→ Written exercise A
Say whether each statement agrees with the passage on vector quantization, answering yes or no and quoting the deciding words of the passage exactly. (i) At the encoder, the input image is split into overlapping blocks. (ii) The proposed scheme changes the conventional distance measure by using Weighted Mahalanobis Distance. (iii) The method by Mei Tian is reported to give a better compression ratio than FCM and HCM.

→ Passage shown
Vector Quantization (VQ) is a block-coding technique that quantizes blocks of data instead of single sample. VQ exploits the correlation between neighboring signal samples by quantizing them together. VQ Compression contains two components: VQ encoder and decoder as shown in Fig.1.
At the encoder, the input image is partioned into a set of non-overlapping image blocks. The closest code word in the code book is then found for each image block. Here, the closest code word for a given block is the one in the code book that has the minimum squared Euclidean distance from the input block. Next, the corresponding index for each searched closest code word is transmitted to the decoder. Compression is achieved because the indices of the closest code words in the code book are sent to the decoder instead of the image blocks themselves
In this paper, an efficient low bit rate image compression scheme is proposed based on VQ that makes use of compression of indices of VQ and residual codebook with Modified Fuzzy Possibilistic C-Means with repulsion. To generate codebook, Modified Fuzzy Possibilistic C-Means technique is used and to improve the accuracy of clustering repulsion term is used. The distance measure used in the conventional technique is modified using Weighted Mahalanobis Distance.
The rest of the paper is organized as follows: In section II, the literature survey is presented. The proposed technique is described in section III. Performance of the proposed system is evaluated in section IV and section V concludes the paper.


Mei Tian [1] proposed a new approach to image compression based on fuzzy clustering. This algorithm operates in four steps
Step 1 : Prefiltering, Image Enhancement on fuzzy logic, smoothing and creation of crisp image.
Step 2 : Transform each sub block by using DCT
Step 3 : Selection of peak values of membership functions by Zigzag method.
Step 4 : Compression by run length coding.
This method does not include mathematically iteration and hence it takes little time to reach the result. It provides better compression ratio when compared to FCM and HCM.

→ Available records
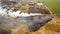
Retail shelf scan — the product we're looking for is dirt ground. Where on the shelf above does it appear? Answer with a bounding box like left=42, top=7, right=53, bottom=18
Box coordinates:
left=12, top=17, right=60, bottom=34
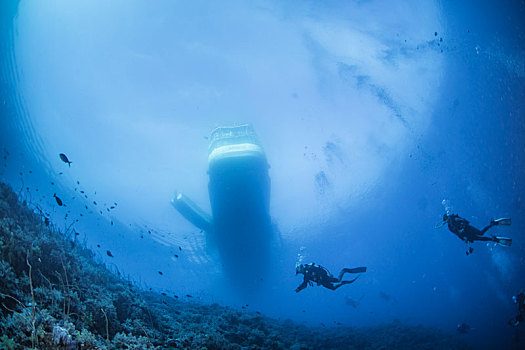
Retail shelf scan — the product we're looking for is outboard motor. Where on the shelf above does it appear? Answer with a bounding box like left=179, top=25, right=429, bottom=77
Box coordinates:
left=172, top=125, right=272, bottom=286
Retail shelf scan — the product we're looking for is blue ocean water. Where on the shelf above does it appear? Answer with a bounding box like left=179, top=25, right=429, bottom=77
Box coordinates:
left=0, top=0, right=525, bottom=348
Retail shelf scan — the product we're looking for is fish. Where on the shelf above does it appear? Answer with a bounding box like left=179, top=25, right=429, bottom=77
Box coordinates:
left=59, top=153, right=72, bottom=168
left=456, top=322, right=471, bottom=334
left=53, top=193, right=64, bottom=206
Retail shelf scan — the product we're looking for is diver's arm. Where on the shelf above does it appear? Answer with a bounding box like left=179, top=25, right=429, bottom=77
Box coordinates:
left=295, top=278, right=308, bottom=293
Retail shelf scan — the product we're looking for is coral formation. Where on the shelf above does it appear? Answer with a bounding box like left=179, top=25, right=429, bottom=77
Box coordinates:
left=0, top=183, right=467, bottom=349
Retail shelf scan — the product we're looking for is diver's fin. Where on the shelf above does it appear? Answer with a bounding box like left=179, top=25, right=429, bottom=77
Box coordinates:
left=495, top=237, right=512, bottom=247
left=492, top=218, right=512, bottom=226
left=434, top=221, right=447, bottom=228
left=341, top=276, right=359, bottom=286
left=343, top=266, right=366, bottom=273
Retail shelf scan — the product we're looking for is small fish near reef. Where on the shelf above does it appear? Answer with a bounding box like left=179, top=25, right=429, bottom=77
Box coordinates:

→ Written exercise B
Give the records again word for word, from their first line through the line that contains "left=0, top=0, right=525, bottom=348", with both ends included. Omit the pictures.

→ Exercise answer A
(i) No: "the input image is partioned into a set of non-overlapping image blocks"
(ii) Yes: "The distance measure used in the conventional technique is modified using Weighted Mahalanobis Distance."
(iii) Yes: "It provides better compression ratio when compared to FCM and HCM."

→ Exercise answer B
Retail shelf scan — the product we're looking for is dirt ground. Where on the shelf above does it appear? Answer with a bounding box like left=42, top=7, right=53, bottom=18
Box coordinates:
left=12, top=17, right=60, bottom=34
Retail shelf scan — the product we're looking for is outboard motor. Where on the shelf above does it appear? Answer with a bounding box like left=179, top=25, right=429, bottom=77
Box coordinates:
left=172, top=125, right=272, bottom=286
Retail shelf scan — the product we're looking for is blue ocean water. Where on the shelf above does it appear? Answer with a bounding box like left=179, top=25, right=429, bottom=77
Box coordinates:
left=0, top=0, right=525, bottom=348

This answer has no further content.